Brano fornito ▸
Un libro di Gabriele Gimmelli / Celati, un cineasta delle riserve

25 Febbraio 2022

I tanti ricordi pieni di affetto, ammirazione, riconoscenza, che hanno fatto seguito alla notizia della morte di Gianni Celati hanno mostrato almeno due cose che mi paiono allungare eternamente l’esistenza dello scrittore nativo di Sondrio e che sono, dunque, anche, una sorta di consolazione per chi l’ha conosciuto e ne sente quindi già la mancanza. La prima è che Celati ha rappresentato un’assoluta rarità nel panorama intellettuale italiano (e non solo) per la sua costante capacità di catalizzare gruppi eterogenei e sempre nuovi attorno alle idee, ai progetti di cui era protagonista: pur senza mai l’intenzione di fungere da guida, da capo, pur fuggendo costantemente ogni ruolo di potere, è diventato un riconosciuto maestro, anche se detestava tale ruolo. Questa capacità, che nasceva un po’ dal suo carattere e un po’ dall’impulso generatore di una cultura immensa e totalmente priva di pedanteria, l’ha reso per tanti una presenza familiare, amica, una fonte di ispirazione, fino a diventare un “clown sapiente” (definizione di Ernesto Ferrero), un “luminoso esempio di vita” (Daniele Benati) e, soprattutto, una voce autorevole con cui risulta impossibile evitare di confrontarsi persino per chi non ne condivideva le idee (penso, ad esempio, a quanto scritto da Christian Raimo e Goffredo Fofi).

Consegne ▸
a – Nel brano su Gianni Celati, da che cosa nasceva la sua capacità di riunire gruppi eterogenei attorno alle sue idee e ai suoi progetti?
b – Per favore, nell'elenco cambia "chair" in "seat" lasciando invariato tutto il resto: parti dalla riga che contiene "Target: beige wall." e arriva fino alla fine dell'elenco, riportando soltanto queste righe.
Il brano e l'elenco non hanno alcun legame tra loro.

Voci salvate
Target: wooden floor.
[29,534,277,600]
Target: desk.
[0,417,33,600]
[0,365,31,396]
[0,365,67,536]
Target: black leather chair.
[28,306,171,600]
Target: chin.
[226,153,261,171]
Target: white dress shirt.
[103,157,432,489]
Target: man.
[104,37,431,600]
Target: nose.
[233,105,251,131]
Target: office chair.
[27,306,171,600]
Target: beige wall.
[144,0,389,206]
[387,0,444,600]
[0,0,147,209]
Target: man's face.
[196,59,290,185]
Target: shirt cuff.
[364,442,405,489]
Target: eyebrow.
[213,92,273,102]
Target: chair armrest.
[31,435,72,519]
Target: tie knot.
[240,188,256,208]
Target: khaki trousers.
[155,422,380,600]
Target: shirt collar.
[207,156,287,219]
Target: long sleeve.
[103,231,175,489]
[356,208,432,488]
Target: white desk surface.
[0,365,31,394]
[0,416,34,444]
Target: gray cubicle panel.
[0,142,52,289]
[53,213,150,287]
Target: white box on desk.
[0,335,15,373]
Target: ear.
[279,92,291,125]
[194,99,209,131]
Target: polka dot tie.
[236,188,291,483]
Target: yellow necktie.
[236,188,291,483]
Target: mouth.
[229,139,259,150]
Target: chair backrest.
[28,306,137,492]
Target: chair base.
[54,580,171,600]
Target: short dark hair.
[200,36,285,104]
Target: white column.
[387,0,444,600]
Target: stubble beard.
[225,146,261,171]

Risultati finali ▸
a – Nasceva in parte dal suo carattere e in parte dall'impulso generatore di una cultura immensa e del tutto priva di pedanteria.

b –
Target: beige wall.
[144,0,389,206]
[387,0,444,600]
[0,0,147,209]
Target: man's face.
[196,59,290,185]
Target: shirt cuff.
[364,442,405,489]
Target: eyebrow.
[213,92,273,102]
Target: seat armrest.
[31,435,72,519]
Target: tie knot.
[240,188,256,208]
Target: khaki trousers.
[155,422,380,600]
Target: shirt collar.
[207,156,287,219]
Target: long sleeve.
[103,231,175,489]
[356,208,432,488]
Target: white desk surface.
[0,365,31,394]
[0,416,34,444]
Target: gray cubicle panel.
[0,142,52,289]
[53,213,150,287]
Target: white box on desk.
[0,335,15,373]
Target: ear.
[279,92,291,125]
[194,99,209,131]
Target: polka dot tie.
[236,188,291,483]
Target: yellow necktie.
[236,188,291,483]
Target: mouth.
[229,139,259,150]
Target: seat backrest.
[28,306,137,492]
Target: seat base.
[54,580,171,600]
Target: short dark hair.
[200,36,285,104]
Target: white column.
[387,0,444,600]
Target: stubble beard.
[225,146,261,171]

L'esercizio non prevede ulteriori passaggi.